**Work instructions**
Only a number is wanted here. Tally the lines of the data that contain "strap".

(Point localization data)
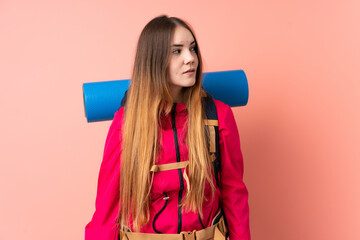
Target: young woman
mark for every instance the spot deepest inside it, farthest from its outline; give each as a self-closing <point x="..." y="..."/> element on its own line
<point x="157" y="179"/>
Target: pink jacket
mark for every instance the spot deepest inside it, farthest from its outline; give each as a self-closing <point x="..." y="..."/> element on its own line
<point x="169" y="187"/>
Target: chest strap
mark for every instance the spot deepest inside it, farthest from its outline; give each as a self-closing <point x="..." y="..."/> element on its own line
<point x="210" y="124"/>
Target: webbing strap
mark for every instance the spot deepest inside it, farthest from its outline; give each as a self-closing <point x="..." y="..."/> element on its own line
<point x="211" y="122"/>
<point x="169" y="166"/>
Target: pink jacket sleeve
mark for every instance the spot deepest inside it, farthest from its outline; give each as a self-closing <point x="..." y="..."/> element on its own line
<point x="102" y="225"/>
<point x="234" y="194"/>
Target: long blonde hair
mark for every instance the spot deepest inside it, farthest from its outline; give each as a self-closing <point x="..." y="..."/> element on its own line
<point x="148" y="96"/>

**Task output**
2